> _Supplied passage_:
-=-=-=-=-

To fourthly their stand the Respondent relied on the case of KEN FREIGHT (EA) LIMITED VERSUS STAR EAST AFRICA CO. LTD [2002] 2 KLR 783 which dealt with an application for review and the court held inter alia that a delay for three months in seeking review was unreasonable.  Also the case of ATLANTIS INSURANCE BROKERS LTD VERSUS KWETU COFFEE ESTATE LTD NAIROBI MILIMANI COMMERCIAL COURT CIVL CASE NO. 1600 OF 2001 where Kasango J quoting from the case of MAINA VERSUS MURUIRI 1984 KLR 409 launded a cardinal principle on setting aside of exparte orders namely:- “The discretion to set aside ex parte judgment is intended to be exercised to avoid injustice or hardships resulting from accident, inadvertence or excusable mistake or error but it is not designed to assist a party which has deliberately sought to obstruct or delay the course of justice”.  In this quoted case the defendant was served but returned summons to the Plaintiff’s Counsel.  On that basis the court made findings that there was no sufficient cause why the court should exercise its discretion in its favour.

Kasango J. in the quoted case also considered another ingredient for setting aside ex parte judgment.  At page 7 paragraph 2 of the ruling which is to the effect that “before an exparte judgment can be set aside, it must be satisfied that there is a valid defence.”  In the quoted case no intended defence had been annexed and so the court was not in a position to speculate what the defendant’s defence would be if the court’s discretion was exercised in his favour.  The Court declined to exercise the discretion to set aside in favour of the applicant as the same could not be exercised in a vacuum.

In response to the Respondents submissions Counsel for the applicants distinguished the first case of KEN FREIGHT (EA) LTD VERSUS STAR EAST AFRICA. CO LTD (SUPRA) because it dealt with an application for review and not setting aside, that the 2nd defendant’s defence can only be faulted if there is a proper document served on him, it is there stand that prima facie defence can arise from the submissions on the replying affidavit.  They maintain no injustice will be suffered as the Plaintiff can pursue the first defendant as the second defendant pursues his remedy.

-=-=-=-=-

> _Data_:

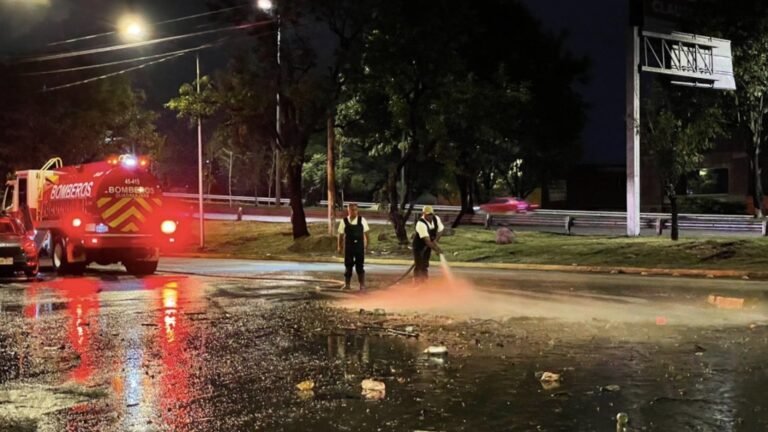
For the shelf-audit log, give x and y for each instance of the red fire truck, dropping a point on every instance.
(103, 212)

-=-=-=-=-

> _Your tasks_:
(a) Transcribe the stretch of the ruling from "Kasango J. in" through "in a vacuum.".
(b) In the ruling, on what ground did counsel for the applicants distinguish the Ken Freight case?

> _Expected responses_:
(a)
Kasango J. in the quoted case also considered another ingredient for setting aside ex parte judgment.  At page 7 paragraph 2 of the ruling which is to the effect that “before an exparte judgment can be set aside, it must be satisfied that there is a valid defence.”  In the quoted case no intended defence had been annexed and so the court was not in a position to speculate what the defendant’s defence would be if the court’s discretion was exercised in his favour.  The Court declined to exercise the discretion to set aside in favour of the applicant as the same could not be exercised in a vacuum.

(b) Counsel distinguished it because it dealt with an application for review rather than setting aside.